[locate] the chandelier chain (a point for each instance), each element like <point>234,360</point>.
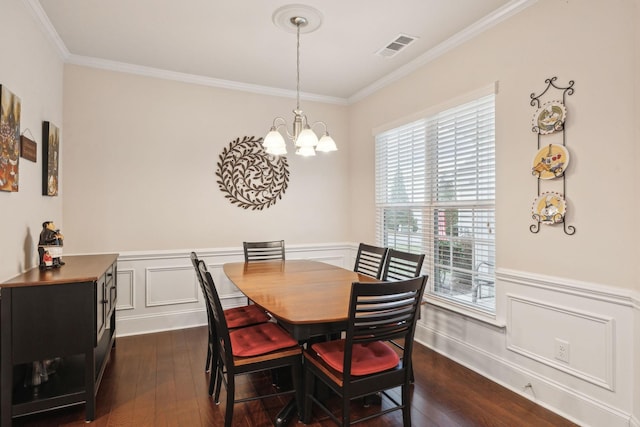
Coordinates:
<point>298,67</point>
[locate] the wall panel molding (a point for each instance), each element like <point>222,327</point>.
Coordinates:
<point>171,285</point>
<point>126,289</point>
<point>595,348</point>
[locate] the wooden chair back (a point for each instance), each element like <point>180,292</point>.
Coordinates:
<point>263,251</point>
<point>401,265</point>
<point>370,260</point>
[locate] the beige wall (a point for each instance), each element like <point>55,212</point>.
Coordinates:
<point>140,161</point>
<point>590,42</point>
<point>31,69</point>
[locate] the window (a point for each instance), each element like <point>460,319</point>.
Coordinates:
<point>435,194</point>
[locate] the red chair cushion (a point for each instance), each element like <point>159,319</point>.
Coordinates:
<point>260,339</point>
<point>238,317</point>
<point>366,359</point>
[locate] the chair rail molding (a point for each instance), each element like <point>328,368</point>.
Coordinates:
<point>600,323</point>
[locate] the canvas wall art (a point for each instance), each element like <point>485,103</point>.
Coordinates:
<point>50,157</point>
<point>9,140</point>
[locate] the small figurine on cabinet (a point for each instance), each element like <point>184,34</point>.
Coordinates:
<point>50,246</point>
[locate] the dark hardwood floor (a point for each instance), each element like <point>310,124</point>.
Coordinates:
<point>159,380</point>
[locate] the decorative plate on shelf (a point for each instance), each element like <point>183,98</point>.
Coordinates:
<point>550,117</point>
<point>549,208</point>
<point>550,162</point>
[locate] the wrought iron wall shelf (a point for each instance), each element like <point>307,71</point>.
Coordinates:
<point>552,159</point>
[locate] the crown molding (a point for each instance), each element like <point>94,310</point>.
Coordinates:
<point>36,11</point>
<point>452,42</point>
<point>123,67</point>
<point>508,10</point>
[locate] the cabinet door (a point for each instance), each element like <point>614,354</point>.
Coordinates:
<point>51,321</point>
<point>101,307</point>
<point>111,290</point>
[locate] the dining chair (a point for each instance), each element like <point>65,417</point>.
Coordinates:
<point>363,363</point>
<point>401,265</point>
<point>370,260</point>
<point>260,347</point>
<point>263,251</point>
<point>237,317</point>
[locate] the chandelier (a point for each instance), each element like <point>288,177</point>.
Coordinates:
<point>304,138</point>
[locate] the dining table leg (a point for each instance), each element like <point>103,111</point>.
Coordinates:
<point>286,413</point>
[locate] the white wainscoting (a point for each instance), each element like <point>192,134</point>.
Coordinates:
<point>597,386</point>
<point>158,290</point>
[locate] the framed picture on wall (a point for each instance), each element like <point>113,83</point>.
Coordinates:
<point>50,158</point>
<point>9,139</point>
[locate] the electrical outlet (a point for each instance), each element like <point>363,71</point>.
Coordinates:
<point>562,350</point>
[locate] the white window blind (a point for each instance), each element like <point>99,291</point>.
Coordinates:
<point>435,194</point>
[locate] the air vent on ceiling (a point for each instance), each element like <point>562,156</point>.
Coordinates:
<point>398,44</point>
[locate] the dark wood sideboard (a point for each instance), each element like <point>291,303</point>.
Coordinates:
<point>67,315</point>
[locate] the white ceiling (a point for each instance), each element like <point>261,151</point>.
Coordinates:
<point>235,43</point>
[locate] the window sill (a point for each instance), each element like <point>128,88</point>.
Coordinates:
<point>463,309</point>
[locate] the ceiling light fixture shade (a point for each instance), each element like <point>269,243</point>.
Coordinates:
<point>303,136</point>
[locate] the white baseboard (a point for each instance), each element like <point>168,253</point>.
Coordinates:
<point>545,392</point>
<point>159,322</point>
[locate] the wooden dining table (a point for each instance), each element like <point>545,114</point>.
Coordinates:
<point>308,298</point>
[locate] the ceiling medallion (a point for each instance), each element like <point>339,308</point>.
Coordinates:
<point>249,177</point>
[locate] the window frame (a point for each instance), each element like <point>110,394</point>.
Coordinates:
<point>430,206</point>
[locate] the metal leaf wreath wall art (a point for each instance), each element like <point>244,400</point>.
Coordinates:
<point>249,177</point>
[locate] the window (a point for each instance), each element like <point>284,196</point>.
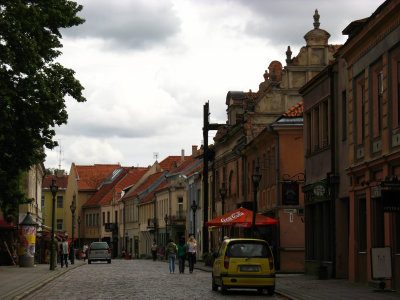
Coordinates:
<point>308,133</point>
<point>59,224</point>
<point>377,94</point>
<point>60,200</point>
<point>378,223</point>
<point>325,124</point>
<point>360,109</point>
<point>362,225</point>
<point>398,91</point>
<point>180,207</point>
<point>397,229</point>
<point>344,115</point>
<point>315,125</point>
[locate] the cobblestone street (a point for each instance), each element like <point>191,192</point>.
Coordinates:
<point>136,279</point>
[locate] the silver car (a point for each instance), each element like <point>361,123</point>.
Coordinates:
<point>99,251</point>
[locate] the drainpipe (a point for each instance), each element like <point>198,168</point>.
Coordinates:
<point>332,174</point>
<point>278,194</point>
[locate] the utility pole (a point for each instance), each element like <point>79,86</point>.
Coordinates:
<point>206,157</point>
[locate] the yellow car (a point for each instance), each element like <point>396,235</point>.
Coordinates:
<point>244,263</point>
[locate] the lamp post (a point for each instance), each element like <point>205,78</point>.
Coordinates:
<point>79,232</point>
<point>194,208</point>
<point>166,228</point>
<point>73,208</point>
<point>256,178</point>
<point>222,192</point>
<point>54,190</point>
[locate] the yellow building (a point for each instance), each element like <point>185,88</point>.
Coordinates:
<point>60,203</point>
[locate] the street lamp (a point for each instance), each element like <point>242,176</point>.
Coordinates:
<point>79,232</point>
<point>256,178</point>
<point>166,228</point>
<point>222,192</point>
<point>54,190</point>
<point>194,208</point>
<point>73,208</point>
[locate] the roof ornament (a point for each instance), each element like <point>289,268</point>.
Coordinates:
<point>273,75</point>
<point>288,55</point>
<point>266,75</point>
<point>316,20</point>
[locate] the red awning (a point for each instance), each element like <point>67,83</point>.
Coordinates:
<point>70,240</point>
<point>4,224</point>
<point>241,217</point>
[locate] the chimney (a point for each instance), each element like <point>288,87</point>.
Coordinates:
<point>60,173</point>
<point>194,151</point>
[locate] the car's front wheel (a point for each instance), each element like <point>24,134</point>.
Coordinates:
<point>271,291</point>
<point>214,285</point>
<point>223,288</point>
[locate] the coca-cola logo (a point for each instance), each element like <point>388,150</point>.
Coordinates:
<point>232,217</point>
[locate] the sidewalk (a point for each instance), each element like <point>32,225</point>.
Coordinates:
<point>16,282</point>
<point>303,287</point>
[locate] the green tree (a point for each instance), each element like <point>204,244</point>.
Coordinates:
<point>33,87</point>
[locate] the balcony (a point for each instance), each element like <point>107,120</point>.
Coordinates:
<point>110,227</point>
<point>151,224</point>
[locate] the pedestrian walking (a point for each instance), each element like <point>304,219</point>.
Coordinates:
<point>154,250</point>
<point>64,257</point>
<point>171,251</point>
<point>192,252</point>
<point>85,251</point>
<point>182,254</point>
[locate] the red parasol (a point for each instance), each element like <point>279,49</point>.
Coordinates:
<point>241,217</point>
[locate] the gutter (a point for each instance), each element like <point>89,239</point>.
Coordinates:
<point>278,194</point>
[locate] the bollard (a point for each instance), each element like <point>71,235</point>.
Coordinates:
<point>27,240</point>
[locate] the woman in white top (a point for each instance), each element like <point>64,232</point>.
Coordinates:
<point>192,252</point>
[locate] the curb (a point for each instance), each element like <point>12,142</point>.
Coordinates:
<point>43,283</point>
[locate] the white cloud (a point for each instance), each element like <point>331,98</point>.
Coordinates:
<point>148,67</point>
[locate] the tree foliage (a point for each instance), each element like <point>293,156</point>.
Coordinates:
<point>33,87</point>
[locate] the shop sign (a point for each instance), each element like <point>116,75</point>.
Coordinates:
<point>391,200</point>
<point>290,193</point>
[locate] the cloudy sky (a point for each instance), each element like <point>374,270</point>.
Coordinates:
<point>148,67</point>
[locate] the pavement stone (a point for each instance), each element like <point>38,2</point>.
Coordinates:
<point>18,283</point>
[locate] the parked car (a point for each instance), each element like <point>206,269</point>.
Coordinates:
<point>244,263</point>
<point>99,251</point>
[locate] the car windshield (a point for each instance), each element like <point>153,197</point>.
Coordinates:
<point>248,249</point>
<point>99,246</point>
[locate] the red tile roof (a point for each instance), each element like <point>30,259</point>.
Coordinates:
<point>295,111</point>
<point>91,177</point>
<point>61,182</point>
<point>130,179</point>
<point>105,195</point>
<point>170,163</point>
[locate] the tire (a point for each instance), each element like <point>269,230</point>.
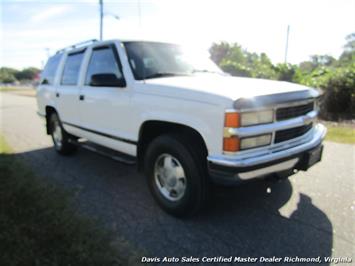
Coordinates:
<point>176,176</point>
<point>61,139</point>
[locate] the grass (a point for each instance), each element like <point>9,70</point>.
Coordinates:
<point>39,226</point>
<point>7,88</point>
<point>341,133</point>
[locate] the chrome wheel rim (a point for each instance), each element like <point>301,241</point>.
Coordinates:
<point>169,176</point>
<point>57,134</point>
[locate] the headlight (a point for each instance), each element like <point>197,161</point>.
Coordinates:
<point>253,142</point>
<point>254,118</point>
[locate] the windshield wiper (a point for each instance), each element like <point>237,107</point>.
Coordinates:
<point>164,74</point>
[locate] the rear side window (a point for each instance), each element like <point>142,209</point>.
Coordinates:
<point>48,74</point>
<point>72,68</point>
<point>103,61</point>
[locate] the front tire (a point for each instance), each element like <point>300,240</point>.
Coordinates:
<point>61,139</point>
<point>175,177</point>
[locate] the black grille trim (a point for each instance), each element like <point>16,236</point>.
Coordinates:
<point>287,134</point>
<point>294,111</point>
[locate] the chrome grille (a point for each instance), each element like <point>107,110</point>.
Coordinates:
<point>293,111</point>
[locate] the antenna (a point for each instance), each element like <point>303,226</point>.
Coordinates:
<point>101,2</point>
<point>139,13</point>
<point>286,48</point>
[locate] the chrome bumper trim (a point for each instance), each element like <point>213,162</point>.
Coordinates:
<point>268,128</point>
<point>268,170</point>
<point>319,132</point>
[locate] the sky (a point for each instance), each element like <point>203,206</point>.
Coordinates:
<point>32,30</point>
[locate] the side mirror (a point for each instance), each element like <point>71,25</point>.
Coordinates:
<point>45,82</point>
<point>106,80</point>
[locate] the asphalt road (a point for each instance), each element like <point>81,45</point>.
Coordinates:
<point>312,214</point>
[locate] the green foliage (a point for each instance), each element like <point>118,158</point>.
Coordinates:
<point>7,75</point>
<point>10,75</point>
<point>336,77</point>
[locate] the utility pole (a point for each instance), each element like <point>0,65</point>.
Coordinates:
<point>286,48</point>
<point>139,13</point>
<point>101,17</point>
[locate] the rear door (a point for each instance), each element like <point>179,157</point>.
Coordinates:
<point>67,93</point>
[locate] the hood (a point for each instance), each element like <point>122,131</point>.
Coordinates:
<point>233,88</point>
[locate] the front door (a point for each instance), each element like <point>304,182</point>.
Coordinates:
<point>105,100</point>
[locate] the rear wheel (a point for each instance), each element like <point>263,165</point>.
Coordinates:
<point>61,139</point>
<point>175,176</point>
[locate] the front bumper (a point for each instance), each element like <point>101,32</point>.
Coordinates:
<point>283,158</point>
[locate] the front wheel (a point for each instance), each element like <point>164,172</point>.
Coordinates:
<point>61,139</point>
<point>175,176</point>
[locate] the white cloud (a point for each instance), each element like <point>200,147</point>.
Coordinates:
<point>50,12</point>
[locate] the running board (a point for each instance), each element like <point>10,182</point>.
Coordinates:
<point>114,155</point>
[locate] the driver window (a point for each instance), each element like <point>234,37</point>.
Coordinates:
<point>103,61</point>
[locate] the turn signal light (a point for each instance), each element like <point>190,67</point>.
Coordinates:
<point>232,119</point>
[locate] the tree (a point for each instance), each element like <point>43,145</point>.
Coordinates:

**Stated problem**
Rewrite only the lines from the one containing "[locate] the wall" through the one containing "<point>600,323</point>", with "molding" changed to "trim" and nothing else altered.

**Output of the task**
[locate] the wall panel trim (a point for each instance), each element like <point>222,327</point>.
Coordinates:
<point>171,285</point>
<point>126,289</point>
<point>595,348</point>
[locate] the wooden chair back (a point for each instance), each element like <point>180,292</point>.
Coordinates:
<point>263,251</point>
<point>401,265</point>
<point>370,260</point>
[locate] the beige wall (a point for each instance), each element like <point>55,212</point>.
Coordinates:
<point>140,161</point>
<point>590,42</point>
<point>31,69</point>
[locate] the window (a point for each instance), each element like <point>460,319</point>.
Coordinates:
<point>435,194</point>
[locate] the red chair cushion (a point for each instance), each element like <point>159,319</point>.
Coordinates:
<point>260,339</point>
<point>238,317</point>
<point>366,359</point>
[locate] the chair rail trim (a point for each instance), each element like <point>328,368</point>.
Coordinates:
<point>600,323</point>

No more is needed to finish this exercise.